# Using adhesive with roofing felt



## Alder (15 Dec 2017)

Has anyone any experience of using an adhesive to glue down roofing felt to the plywood roof beneath? If so which adhesive?
Russell


----------



## Rorschach (15 Dec 2017)

Are you looking for a full seal or just something to help hold it in place?

When I re-roofed our little storage shed I needed to tack it in place to stop it sliding around, I just used spray carpet adhesive which I always have on hand anyway, worked a treat. I also put some clear silicone under the overlap joint before nailing it since the wind got under the old one and pushed water under the lap, it's almost a flat pitch.
Roof still looks brand new 3 years later and not a bit of water has got under it not has the felt bubbled up or lifted anywhere even after severe storms.


----------



## MikeG. (15 Dec 2017)

What's the situation here? Is this a new build? Flat roof?


----------



## Alder (15 Dec 2017)

I am building a small Potting shed with mono pitch roof. Experience with the garden shed next door to the proposed location suggests the i need to do something better that just nail and battens to hold the felt down. With that shed i eventually used box profile sheets over the new felt. I want this job to require less attention than the previous one.
I was thinking of using Wickes corrugated bitumen sheets over the felt.
Russell


----------



## graduate_owner (15 Dec 2017)

You can get an acrylic liquid which can be brushed on even when the felt is wet. Useful if you get a tear or split, and I THINK it acts as an adhesive too. Might be worth checking out. I think it was called Acrylux, but that's just one brand name.

K


----------



## MARK.B. (25 Dec 2017)

could you not just use the box profile or bitumen sheet and just forget about the felt ?


----------

━━━━━━

# [Task instructions]
a: In the roofing felt thread, what did Rorschach use to tack the felt in place on the storage shed?
b: From the roofing felt thread, copy the passage from "Has anyone any" to "after severe storms.".

# [Data section]
━━━━━━

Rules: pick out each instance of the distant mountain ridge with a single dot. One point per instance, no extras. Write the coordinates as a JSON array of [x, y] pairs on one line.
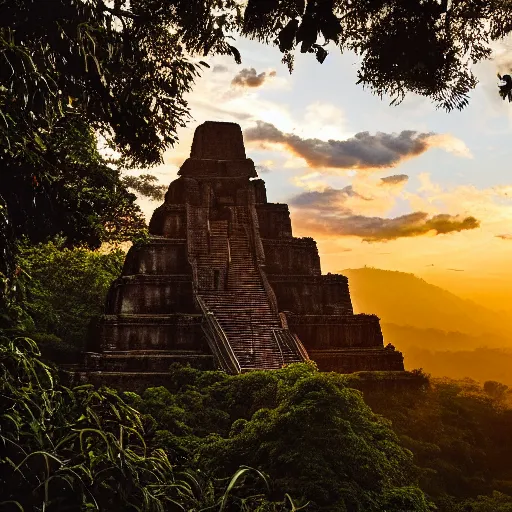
[[407, 300]]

━━━━━━

# [Final results]
a: Spray carpet adhesive.

b:
Has anyone any experience of using an adhesive to glue down roofing felt to the plywood roof beneath? If so which adhesive?
Russell


----------



## Rorschach (15 Dec 2017)

Are you looking for a full seal or just something to help hold it in place?

When I re-roofed our little storage shed I needed to tack it in place to stop it sliding around, I just used spray carpet adhesive which I always have on hand anyway, worked a treat. I also put some clear silicone under the overlap joint before nailing it since the wind got under the old one and pushed water under the lap, it's almost a flat pitch.
Roof still looks brand new 3 years later and not a bit of water has got under it not has the felt bubbled up or lifted anywhere even after severe storms.